What you have to do -> Return all of the lines below exactly as they are.

Exercise data ->
--*--

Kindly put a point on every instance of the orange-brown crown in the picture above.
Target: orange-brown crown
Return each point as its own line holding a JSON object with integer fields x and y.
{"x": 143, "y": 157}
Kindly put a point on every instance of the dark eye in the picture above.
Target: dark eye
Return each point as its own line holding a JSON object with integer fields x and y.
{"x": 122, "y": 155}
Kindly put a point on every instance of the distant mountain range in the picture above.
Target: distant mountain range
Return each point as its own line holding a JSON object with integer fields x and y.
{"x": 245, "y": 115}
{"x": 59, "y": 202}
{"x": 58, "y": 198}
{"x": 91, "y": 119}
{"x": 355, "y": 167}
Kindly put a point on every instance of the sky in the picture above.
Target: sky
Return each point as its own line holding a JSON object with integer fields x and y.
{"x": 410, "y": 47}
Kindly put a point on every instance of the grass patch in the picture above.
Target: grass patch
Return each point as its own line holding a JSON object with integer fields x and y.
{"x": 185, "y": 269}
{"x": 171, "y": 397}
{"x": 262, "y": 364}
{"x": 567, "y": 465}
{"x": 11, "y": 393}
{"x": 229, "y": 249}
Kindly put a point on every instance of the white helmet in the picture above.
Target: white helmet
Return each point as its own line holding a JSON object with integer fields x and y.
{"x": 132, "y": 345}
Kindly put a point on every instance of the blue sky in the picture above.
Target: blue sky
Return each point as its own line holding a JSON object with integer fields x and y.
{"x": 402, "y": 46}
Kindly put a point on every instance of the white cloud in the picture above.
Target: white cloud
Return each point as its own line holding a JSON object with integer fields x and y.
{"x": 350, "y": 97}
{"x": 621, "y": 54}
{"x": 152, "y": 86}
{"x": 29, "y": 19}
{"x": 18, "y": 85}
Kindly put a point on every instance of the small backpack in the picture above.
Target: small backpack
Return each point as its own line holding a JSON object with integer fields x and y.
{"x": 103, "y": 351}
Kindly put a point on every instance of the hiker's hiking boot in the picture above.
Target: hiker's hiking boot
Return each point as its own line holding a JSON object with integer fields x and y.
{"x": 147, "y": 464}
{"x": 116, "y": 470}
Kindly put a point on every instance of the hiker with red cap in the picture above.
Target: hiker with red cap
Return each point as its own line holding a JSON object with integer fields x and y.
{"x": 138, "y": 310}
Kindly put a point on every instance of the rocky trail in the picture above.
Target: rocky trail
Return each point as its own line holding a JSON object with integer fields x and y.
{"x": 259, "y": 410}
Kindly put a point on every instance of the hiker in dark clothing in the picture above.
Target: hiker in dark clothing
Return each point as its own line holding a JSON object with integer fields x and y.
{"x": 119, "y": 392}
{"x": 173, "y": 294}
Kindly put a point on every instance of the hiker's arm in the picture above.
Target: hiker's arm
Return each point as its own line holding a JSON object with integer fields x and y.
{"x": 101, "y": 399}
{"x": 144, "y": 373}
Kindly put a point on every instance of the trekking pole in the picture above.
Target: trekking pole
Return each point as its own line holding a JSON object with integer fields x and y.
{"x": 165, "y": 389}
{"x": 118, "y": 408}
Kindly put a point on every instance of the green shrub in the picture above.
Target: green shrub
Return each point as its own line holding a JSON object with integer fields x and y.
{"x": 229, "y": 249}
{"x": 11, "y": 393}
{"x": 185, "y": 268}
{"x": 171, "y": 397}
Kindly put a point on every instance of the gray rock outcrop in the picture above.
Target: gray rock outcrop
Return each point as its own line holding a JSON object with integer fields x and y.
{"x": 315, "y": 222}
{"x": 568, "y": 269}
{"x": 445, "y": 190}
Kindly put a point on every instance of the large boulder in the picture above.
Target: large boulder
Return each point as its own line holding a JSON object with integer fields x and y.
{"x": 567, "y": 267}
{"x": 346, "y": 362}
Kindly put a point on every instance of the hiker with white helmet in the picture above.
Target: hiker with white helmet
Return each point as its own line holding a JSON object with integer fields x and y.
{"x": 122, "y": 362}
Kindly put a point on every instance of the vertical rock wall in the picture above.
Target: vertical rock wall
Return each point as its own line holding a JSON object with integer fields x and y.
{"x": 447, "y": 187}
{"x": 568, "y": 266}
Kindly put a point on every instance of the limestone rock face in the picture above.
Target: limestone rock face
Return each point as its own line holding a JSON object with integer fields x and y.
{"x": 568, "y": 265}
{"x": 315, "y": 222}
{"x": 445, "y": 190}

--*--

Output below ->
Kindly put a point on every instance of the orange-brown crown in the picture above.
Target: orange-brown crown
Return each point as its own line holding a JSON object with integer fields x and y.
{"x": 143, "y": 157}
Kindly put a point on every instance of the dark eye in the picture above.
Target: dark eye
Return each point as its own line holding a JSON object with integer fields x and y.
{"x": 122, "y": 155}
Kindly put a point on every instance of the distant mountain range in the picture above.
Target: distant mountain range
Return each point as its own line holding a JSON object with integer fields x and y.
{"x": 245, "y": 115}
{"x": 59, "y": 202}
{"x": 58, "y": 198}
{"x": 91, "y": 119}
{"x": 355, "y": 167}
Kindly put a point on every instance of the sky in the picture above.
Target: sky
Return each point as its own line holding a JSON object with integer fields x and y.
{"x": 410, "y": 47}
Kindly put a point on every instance of the grass patch in the picture above.
Target: grass patch
Return each point as its own line holding a JSON object with integer fields x and y.
{"x": 185, "y": 269}
{"x": 171, "y": 397}
{"x": 262, "y": 364}
{"x": 567, "y": 465}
{"x": 11, "y": 393}
{"x": 229, "y": 249}
Kindly put a point on every instance of the white helmet in the picture above.
Target: white helmet
Return each point as its own line holding a JSON object with integer fields x and y.
{"x": 132, "y": 345}
Kindly put a point on every instance of the blue sky in the picture above.
Target: blue sky
Return each point as its own line holding a JSON object with integer fields x and y.
{"x": 402, "y": 46}
Kindly put a point on every instance of the white cloud in the picture above.
Target: white cloud
Return each point as its own line holding a JSON object with integer fields x and y.
{"x": 350, "y": 97}
{"x": 621, "y": 54}
{"x": 152, "y": 86}
{"x": 29, "y": 19}
{"x": 18, "y": 85}
Kindly put a point on every instance of the small backpack in the picture above.
Target: small backpack
Return each point as its own line holding a JSON object with integer fields x and y.
{"x": 103, "y": 351}
Kindly put a point on every instance of the hiker's hiking boot in the picture above.
Target: hiker's hiking boot
Return each point as its own line holding a JSON object with integer fields x and y.
{"x": 147, "y": 464}
{"x": 116, "y": 470}
Kindly put a point on every instance of the hiker with red cap in the picture above.
Target: hiker with red cap
Return each point as its own line holding a JSON object with integer fields x and y.
{"x": 138, "y": 310}
Kindly put a point on every instance of the rocky trail in the picture above.
Target: rocky trail
Return each point as its own line holding a JSON object with integer fields x and y.
{"x": 259, "y": 410}
Kindly put a point on every instance of the hiker in dark clothing in the picture above.
Target: hiker in dark clothing
Return each point as its own line holding a JSON object with integer fields x and y.
{"x": 119, "y": 392}
{"x": 173, "y": 294}
Kindly put a point on every instance of the hiker's arm in the picture above.
Target: hiker's arm
Return each point as its own line holding a JSON object with integer fields x and y.
{"x": 101, "y": 399}
{"x": 144, "y": 373}
Kindly put a point on every instance of the trekking pole in the picture above.
Target: trekking pole
Return each point as its own line holding a JSON object with integer fields x and y.
{"x": 165, "y": 389}
{"x": 118, "y": 408}
Kindly put a point on every instance of the green shrub in the picture above.
Target: green shrub
Return each point as its own line holding a JSON object with integer fields x and y.
{"x": 229, "y": 249}
{"x": 11, "y": 393}
{"x": 185, "y": 268}
{"x": 171, "y": 397}
Kindly put a point on every instance of the gray rock outcrop in the picture above.
Target: gray rock outcrop
Return each point as its own line holding a JSON object with integer fields x and y.
{"x": 315, "y": 222}
{"x": 568, "y": 269}
{"x": 445, "y": 190}
Kindly put a point on every instance of the large boulder in the picture above.
Target: large boulder
Return each point as its own line holding a JSON object with integer fields x and y.
{"x": 567, "y": 267}
{"x": 346, "y": 362}
Kindly put a point on every instance of the hiker with white helmet in the picture above.
Target: hiker with white helmet
Return each point as its own line holding a JSON object with integer fields x and y.
{"x": 122, "y": 362}
Kindly put a point on every instance of the vertical rock wall in the picture above.
Target: vertical rock wall
Return each point as its own line holding a JSON object with integer fields x and y.
{"x": 447, "y": 187}
{"x": 568, "y": 266}
Kindly put a point on every instance of the limestone rock face in the picture above.
Target: limestone rock face
Return each point as its own line holding a JSON object with integer fields x and y.
{"x": 568, "y": 265}
{"x": 315, "y": 222}
{"x": 445, "y": 190}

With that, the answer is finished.